Gourmelon and colleagues, in a paper entitled “A Dynamic GIS as an Efficient Tool for Integrated Coastal Zone Management”, demonstrate the advantage of geographical information in participatory research of coastal zones as well as its potential to bridge the gap between research and coastal zone management [5]. Over a one year period, heterogeneous data (spatial, temporal, qualitative and quantitative) were gathered through interviews and stored in a spatio-temporal database. A GIS was used to create temporal snapshots of daily human activity patterns, mapping, identifying, and quantifying them with regard to potential space-time conflicts. Together, both captured data and participatory workshop activities added real value to spatio-temporal management of activities. They conclude that a dynamic GIS offers pro-active integrated management by opening a path for discussions while using management simulated scenarios.
Although sea-level rise is a world-wide phenomenon to a greater or lesser extent, Lathrop and colleagues describe why and how mitigating impacts of sea-level rise is a local decision-making challenge, often requiring site-specific solutions [6]. This fourth paper in the collection presents a case study of about a WebGIS application called NJFloodMapper (www.NJFloodMapper.org). The focus is on a user-centered design process that targets coastal decision-makers in New Jersey, USA. The authors show how access to and understanding of relevant geographic information concerning sea level rise and exposure to coastal inundation can be provided through WebGIS. They also consider the vulnerability of key infrastructure, populations and natural resources within NJ communities. The benefits of this particular approach are discussed within the broader context of the application of WebGIS tools, describing the extent of the adoption by coastal agency managers.
In a fifth paper, Hansen and Fuglsang describe how GIS can be used for integrated coastal zone management [7]. The BLAST project is financed by the European Union Regional Fund through the INTERREG IV North Sea Region Programme, to develop a web-based decision support system to address climate change with associated sea level rise and increased storminess. Methods for implementing the decision support system as an open source solution are described. Open source components hope to facilitate wide-spread adoption of the system.

## [DATA LINES]
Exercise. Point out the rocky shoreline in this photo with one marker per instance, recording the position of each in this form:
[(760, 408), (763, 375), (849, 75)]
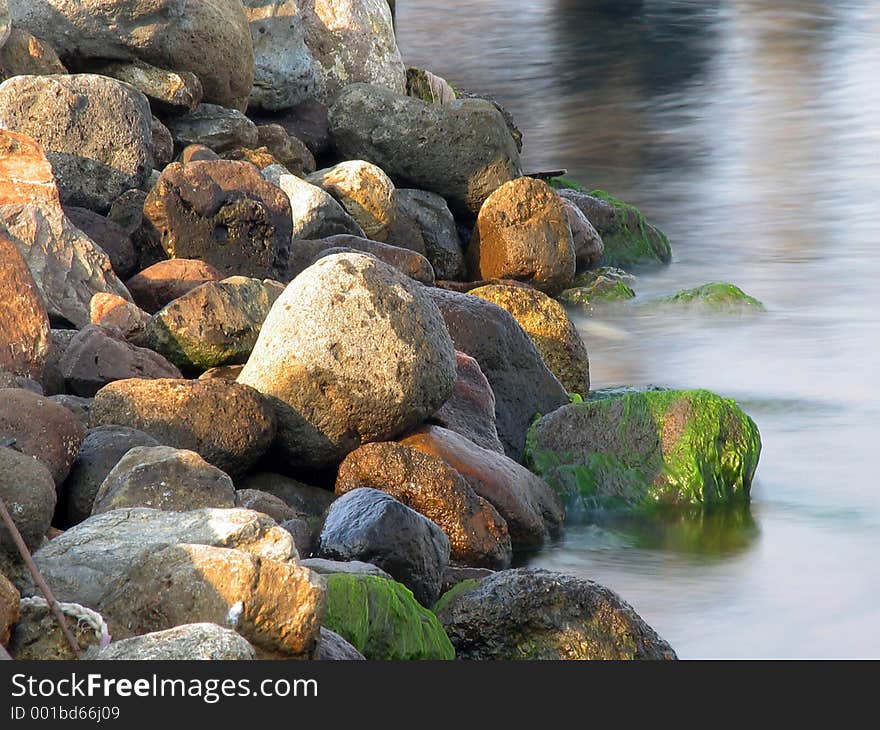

## [PROBLEM SET]
1. Summarize the passage on coastal GIS studies in two sentences.
2. Quote the passage on coastal GIS studies from "In a fifth paper, Hansen" to "of the system.".
3. Decide whether each statement agrees with the passage on coastal GIS studies. Answer yes or no for each, and quote the deciding words.
(a) The data in the Gourmelon study were collected over a period of one year.
(b) NJFloodMapper is aimed at coastal decision-makers across Europe.
(c) The BLAST decision support system is to be implemented as proprietary software.
The data are not needed for any of this work.

## [THE RESULTS]
1. Gourmelon and colleagues show that a dynamic GIS, built from interview data gathered over one year, supports integrated coastal zone management by mapping human activity patterns and opening discussion through simulated scenarios. Lathrop and colleagues present NJFloodMapper, a WebGIS application designed for coastal decision-makers in New Jersey dealing with sea-level rise, and Hansen and Fuglsang describe the BLAST project's web-based, open source decision support system for addressing climate change.

2.
In a fifth paper, Hansen and Fuglsang describe how GIS can be used for integrated coastal zone management [7]. The BLAST project is financed by the European Union Regional Fund through the INTERREG IV North Sea Region Programme, to develop a web-based decision support system to address climate change with associated sea level rise and increased storminess. Methods for implementing the decision support system as an open source solution are described. Open source components hope to facilitate wide-spread adoption of the system.

3.
(a) Yes: "Over a one year period, heterogeneous data (spatial, temporal, qualitative and quantitative) were gathered through interviews"
(b) No: "targets coastal decision-makers in New Jersey, USA"
(c) No: "implementing the decision support system as an open source solution"